Questions on the material
a – Reproduce the text of the article on Sachin Tendulkar's Facebook video between "Former Indian captain" and "in the video.", inclusive.
b – In the article on Sachin Tendulkar's Facebook video, what position does India hold in the world when it comes to obesity?

Excerpted passage

Former Indian captain Sachin Tendulkar, whose maiden attempt to start a discussion in Rajya Sabha was disrupted, on Friday took to Facebook to emphasise on the importance of sports and fitness in India. In the video, Tendulkar is seen emphasising how “unhealthy India is a recipe for disaster”.
“It is my endeavor to transform India from being a sport loving nation to a sport playing nation. I urge you all to participate in this effort and help make my dream, our dream. Always remember, dreams do come true,” Tendulkar said in the video.
The Master Blaster said, “There were some things yesterday that I wanted to communicate to you. I will try doing that here. I often wonder what brought me here, little did I realise that those baby steps in cricket would lead me to great lifetime memories. I always loved playing sport and cricket was my life. My father, Prof Ramesh Tendulkar, was a poet and a writer. He always supported me and encouraged me to do what I wanted in life. The greatest gift I got from him was freedom to play, the right to play and I will always be grateful for that.”
The Rajya Sabha MP also talked about other pressing issues in the country. “There are many pressing matters in our country which require our attention – economic growth, poverty, food security, health care among many others. Being a sportsman, I am going to talk on sports, health and fitness of India for it has a telling impact on our economy. My vision is a healthy and fit India,” said Tendulkar.
“India is set to emerge as the youngest average age nation in the world by 2020. So the assumption is that young is fit. But we are wrong. We are the diabetic capital of the world with over 75 million people being affected by this desease. And when it comes to obesity, we are sitting at number three in the world. The economic burden of these deseases will not allow our nation to progress.”
“According to a UN report, the impact on the Indian economy of non-communicable diseases from 2012-2030 will be 6.3 trillion US Dollars which is Rs 4,00,00,000 crore. Yes, you heard that right. But we can get this number down. If we all try to stay fit, exercise or play a sport, a lot of this can change. But for that, we need a plan to help us become a sporting nation,” added Tendulkar.

Dataset extract
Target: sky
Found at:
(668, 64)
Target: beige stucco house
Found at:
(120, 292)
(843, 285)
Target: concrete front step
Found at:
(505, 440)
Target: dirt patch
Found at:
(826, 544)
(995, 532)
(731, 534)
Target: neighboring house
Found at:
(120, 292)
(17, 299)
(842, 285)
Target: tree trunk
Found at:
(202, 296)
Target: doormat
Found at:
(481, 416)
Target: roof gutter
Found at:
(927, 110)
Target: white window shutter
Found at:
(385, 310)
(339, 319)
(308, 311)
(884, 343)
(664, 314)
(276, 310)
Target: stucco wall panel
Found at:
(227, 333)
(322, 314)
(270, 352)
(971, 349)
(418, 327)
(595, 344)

Solutions per task
a –
Former Indian captain Sachin Tendulkar, whose maiden attempt to start a discussion in Rajya Sabha was disrupted, on Friday took to Facebook to emphasise on the importance of sports and fitness in India. In the video, Tendulkar is seen emphasising how “unhealthy India is a recipe for disaster”.
“It is my endeavor to transform India from being a sport loving nation to a sport playing nation. I urge you all to participate in this effort and help make my dream, our dream. Always remember, dreams do come true,” Tendulkar said in the video.

b – India is at number three in the world for obesity.